• EXERCISE OBJECTIVE: Repeat all entries word for word; skip images.

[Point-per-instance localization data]
------------
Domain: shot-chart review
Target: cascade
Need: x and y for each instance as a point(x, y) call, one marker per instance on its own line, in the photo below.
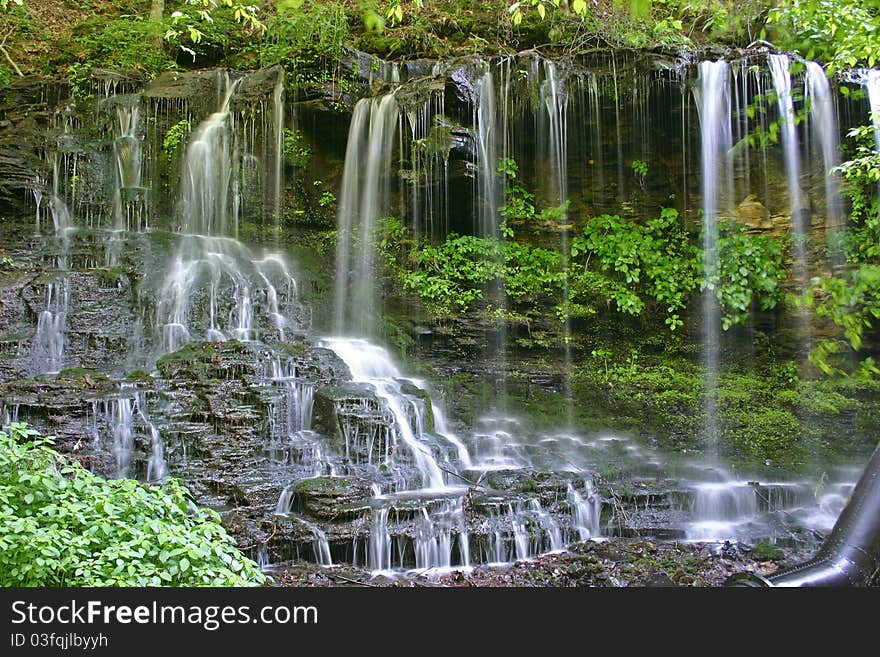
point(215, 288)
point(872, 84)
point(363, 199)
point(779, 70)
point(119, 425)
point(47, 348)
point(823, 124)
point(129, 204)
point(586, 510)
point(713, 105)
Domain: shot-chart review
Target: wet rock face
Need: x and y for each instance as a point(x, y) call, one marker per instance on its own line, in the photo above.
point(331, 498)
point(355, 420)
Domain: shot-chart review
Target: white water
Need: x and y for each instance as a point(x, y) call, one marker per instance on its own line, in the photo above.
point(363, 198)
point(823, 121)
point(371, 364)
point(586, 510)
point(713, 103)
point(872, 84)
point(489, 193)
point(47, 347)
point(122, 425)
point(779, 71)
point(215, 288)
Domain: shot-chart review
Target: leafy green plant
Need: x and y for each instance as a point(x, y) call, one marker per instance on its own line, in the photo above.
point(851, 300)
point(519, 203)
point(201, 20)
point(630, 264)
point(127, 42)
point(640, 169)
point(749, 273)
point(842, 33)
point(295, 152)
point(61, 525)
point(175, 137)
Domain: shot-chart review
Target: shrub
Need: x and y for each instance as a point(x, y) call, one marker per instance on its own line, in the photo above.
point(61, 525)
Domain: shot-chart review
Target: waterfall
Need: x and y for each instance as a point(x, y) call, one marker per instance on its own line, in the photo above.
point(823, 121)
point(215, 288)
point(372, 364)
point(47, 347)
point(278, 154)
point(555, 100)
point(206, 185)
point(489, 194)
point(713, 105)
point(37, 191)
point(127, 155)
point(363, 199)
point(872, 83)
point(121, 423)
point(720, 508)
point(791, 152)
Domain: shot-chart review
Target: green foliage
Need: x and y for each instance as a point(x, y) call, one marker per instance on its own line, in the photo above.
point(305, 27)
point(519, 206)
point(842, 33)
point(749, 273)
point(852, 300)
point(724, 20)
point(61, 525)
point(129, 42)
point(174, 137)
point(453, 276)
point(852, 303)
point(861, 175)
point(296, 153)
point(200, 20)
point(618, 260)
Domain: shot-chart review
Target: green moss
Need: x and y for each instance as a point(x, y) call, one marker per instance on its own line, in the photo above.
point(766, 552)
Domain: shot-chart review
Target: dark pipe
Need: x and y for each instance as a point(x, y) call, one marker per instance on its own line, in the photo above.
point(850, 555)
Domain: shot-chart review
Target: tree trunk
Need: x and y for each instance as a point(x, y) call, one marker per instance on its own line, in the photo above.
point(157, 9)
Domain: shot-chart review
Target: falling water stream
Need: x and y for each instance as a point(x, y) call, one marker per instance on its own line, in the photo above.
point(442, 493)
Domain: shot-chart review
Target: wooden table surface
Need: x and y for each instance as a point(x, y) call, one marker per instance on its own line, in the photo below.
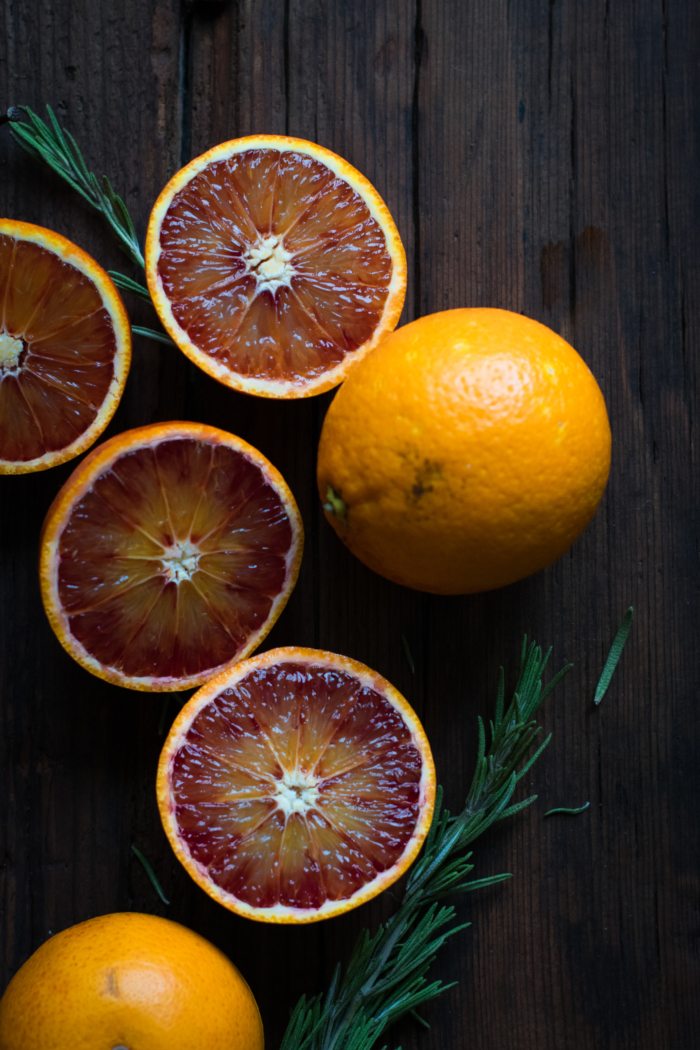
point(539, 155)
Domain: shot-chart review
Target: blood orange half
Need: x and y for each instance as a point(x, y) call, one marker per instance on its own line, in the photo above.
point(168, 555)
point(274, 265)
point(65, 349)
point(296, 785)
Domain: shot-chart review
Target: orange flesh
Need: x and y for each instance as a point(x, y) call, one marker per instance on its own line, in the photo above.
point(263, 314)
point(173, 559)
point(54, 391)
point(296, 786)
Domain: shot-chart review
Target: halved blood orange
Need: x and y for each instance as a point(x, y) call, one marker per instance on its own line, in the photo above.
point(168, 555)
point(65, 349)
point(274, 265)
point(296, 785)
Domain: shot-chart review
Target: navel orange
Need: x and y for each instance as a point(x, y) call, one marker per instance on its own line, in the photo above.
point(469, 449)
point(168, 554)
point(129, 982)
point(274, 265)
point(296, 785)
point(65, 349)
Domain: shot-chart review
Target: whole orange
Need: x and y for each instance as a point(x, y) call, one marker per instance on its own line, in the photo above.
------------
• ANSWER SECTION:
Domain: shot-chart review
Target: cascade
Need: x and y for each instance as a point(x, y) call, one marker per instance on its own line, in the photo below.
point(215, 288)
point(872, 84)
point(363, 199)
point(779, 70)
point(119, 425)
point(47, 348)
point(823, 124)
point(129, 204)
point(586, 510)
point(713, 105)
Domain: shot-chart review
Target: wet rock face
Need: x and y for each instance as a point(x, y) call, one marker per instance on its own line, in the photo above.
point(331, 498)
point(355, 420)
Domain: shot-chart review
Target: white water
Need: x and y for each instance as a point(x, y) call, one marker per instance on its own line, in the photo above.
point(363, 198)
point(823, 121)
point(371, 364)
point(586, 510)
point(713, 103)
point(872, 84)
point(489, 193)
point(47, 347)
point(122, 425)
point(779, 71)
point(215, 288)
Domain: shot-chart review
Target: leafy green plant
Need: x and y for each instance as a point(x, y) call, one marker per instance on its own line, in the photo above.
point(851, 300)
point(519, 203)
point(201, 20)
point(630, 264)
point(127, 42)
point(640, 169)
point(749, 273)
point(842, 33)
point(295, 152)
point(61, 525)
point(175, 137)
Domain: shot-chart review
Target: shrub
Need: x and y for each instance as a point(x, y) call, one marker per instance on its own line, in the photo above.
point(61, 525)
Domain: shot-chart review
Target: waterfall
Need: x and y for each instance as a point(x, y) call, one marker per instance on its own line, in the photo above.
point(823, 121)
point(215, 288)
point(372, 364)
point(47, 347)
point(278, 154)
point(555, 100)
point(206, 185)
point(489, 194)
point(713, 105)
point(37, 191)
point(127, 155)
point(363, 199)
point(872, 83)
point(121, 423)
point(720, 508)
point(791, 152)
Domain: shot-chart review
Target: green foliage
Need: x and y for each instance as a point(x, y) call, one marker per instance on its own line, in the photo above.
point(305, 27)
point(519, 206)
point(842, 33)
point(749, 273)
point(852, 300)
point(724, 20)
point(61, 525)
point(129, 42)
point(174, 137)
point(453, 276)
point(852, 303)
point(861, 175)
point(296, 153)
point(200, 20)
point(618, 260)
Domain: shot-chart review
Target: green moss
Need: x and y for each instance as a point(x, y) call, one marker per instance on its own line, in the photo above.
point(766, 552)
Domain: shot-chart review
Target: dark pipe
Need: x and y for each instance as a point(x, y) call, one marker per instance on its own line, in the photo above.
point(850, 555)
Domain: shot-chart review
Target: tree trunk
Need: x and y for each instance as a point(x, y) call, one marker per instance on its own line, in the photo above.
point(157, 9)
Domain: shot-chart review
Target: falling water stream
Need: x and y for each instance as a point(x, y) call, one marker per instance on its own line, in the photo above.
point(442, 493)
Domain: shot-chart review
Target: wooden table surface
Need: x and y for each instance as a point(x, y) call, one marker per instance on its own line, in the photo below.
point(539, 155)
Domain: shot-chart review
Target: blood orange half
Need: x and y for each instance as a point(x, y) call, one marker per instance on its own line, in the photo above.
point(168, 555)
point(274, 265)
point(65, 349)
point(296, 785)
Domain: shot-chart review
Target: orange flesh
Need: x and y for each instance as a point(x, y) call, one marker per instance on its own line, in the photo above.
point(263, 314)
point(173, 559)
point(54, 391)
point(296, 786)
Domain: shot-chart review
Target: halved blood orange
Need: x and y for each instance as a point(x, y) call, one marker per instance on its own line, in the photo above.
point(168, 555)
point(65, 349)
point(274, 265)
point(296, 785)
Domain: shot-chart review
Target: navel orange
Need: x and y for each instance as a point(x, y) call, one marker per instance on its own line, in the photo above.
point(469, 449)
point(168, 554)
point(129, 982)
point(274, 265)
point(296, 785)
point(65, 349)
Domain: shot-chart review
Target: whole orange
Need: x and y for each instance as a point(x, y) call, one marker per instance on its own line, in the photo above.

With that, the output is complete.